EXERCISE SET:
(1) Rewrite the editorial on clean water from "THE PHILIPPINES is" to "doing this task.", substituting "five kilometers" for "six kilometers".
(2) In the editorial on clean water, what was the daily output of the ramp pump in Dado?

SOURCE EXTRACT:
---+---

EDITORIAL|Clean water and a healthy community

THE PHILIPPINES is an archipelago of 7,100 islands with a very long coastline and abundant water resource such as lakes and waterfalls. But these river systems and springs do not necessarily translate to safe drinking water.

In many remote villages in the Philippines, water collection for the family’s use falls on the shoulders of women and young girls. They spend at least two hours walking at least six kilometers each day for water, taking time away from school, not to mention the risks they face along the way while doing this task.

Water is essential to the growth of a community. It has immediate impact on the lives of the people in terms of health and sanitation. Access to clean water sources help women, their children and ultimately, the community, improve their situation and push development forward.

In the village of Dado, Alamada town in North Cotabato, safe drinking water was scarce. Their source of water was about three kilometers downhill only accessible by foot on a steep slope. This community has been ravaged by conflict between the government and the rebels fighting for autonomy in the 70′s up to the 90′s. Even with the peace agreement between the government and the Moro National Liberation Front in 1996, progress has been slow due to its distance from the urban center and the lack of vital infrastructures such as roads and electricity.

In 2014, a ramp pump project was introduced by a non government organization which brought clean water to this upland community. The technology brings water, which may come from rivers or springs, to a higher level. A mechanical hydraulic pump is used and the water flows directly to a catchment facility then distributed to faucets located closer to the houses of residents. This ramp pump produced a total output of 14,521 liters per day serving as drinking water for 85 families in the community.

Two years hence, the project manager of TKD Green Technologies, Tina Delima, said that there are more children in schools, lesser health problems were reported and there were no more reports of outbreak of communicable diseases.

Clean drinking water, as shown by this community project, is vital in the development of a community.

---+---

PROVIDED DATA:
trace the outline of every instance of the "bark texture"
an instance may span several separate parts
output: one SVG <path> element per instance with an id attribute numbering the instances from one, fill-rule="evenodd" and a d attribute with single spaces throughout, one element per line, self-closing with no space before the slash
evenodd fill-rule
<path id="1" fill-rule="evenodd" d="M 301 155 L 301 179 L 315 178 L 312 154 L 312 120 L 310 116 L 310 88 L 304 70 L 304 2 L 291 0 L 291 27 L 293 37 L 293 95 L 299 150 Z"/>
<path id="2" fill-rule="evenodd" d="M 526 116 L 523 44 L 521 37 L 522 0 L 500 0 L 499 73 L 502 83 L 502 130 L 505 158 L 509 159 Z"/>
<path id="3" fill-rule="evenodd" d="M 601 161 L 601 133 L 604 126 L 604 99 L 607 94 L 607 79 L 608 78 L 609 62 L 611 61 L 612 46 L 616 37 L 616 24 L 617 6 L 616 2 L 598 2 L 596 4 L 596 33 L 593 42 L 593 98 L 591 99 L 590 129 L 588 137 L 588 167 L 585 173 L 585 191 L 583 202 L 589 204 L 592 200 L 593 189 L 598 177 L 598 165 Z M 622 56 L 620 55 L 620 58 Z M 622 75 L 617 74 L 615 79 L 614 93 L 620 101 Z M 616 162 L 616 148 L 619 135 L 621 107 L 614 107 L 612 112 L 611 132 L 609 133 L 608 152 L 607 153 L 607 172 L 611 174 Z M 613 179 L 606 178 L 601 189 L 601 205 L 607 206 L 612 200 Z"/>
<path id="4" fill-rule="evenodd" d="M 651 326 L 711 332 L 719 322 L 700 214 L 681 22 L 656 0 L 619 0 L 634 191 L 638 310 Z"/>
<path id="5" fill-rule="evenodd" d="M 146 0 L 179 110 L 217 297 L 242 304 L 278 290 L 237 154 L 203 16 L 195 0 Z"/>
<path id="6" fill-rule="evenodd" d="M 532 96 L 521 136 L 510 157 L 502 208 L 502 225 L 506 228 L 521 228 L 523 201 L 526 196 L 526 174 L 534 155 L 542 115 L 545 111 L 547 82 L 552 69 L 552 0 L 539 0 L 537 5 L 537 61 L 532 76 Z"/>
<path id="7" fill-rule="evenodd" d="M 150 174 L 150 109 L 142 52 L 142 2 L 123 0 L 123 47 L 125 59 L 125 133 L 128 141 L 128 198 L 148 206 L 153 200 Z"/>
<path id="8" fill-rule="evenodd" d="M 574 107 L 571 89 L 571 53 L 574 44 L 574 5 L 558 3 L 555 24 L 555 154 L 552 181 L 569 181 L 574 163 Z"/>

---+---

RESULTS FOR EACH TASK:
(1)
THE PHILIPPINES is an archipelago of 7,100 islands with a very long coastline and abundant water resource such as lakes and waterfalls. But these river systems and springs do not necessarily translate to safe drinking water.

In many remote villages in the Philippines, water collection for the family’s use falls on the shoulders of women and young girls. They spend at least two hours walking at least five kilometers each day for water, taking time away from school, not to mention the risks they face along the way while doing this task.

(2) 14,521 liters per day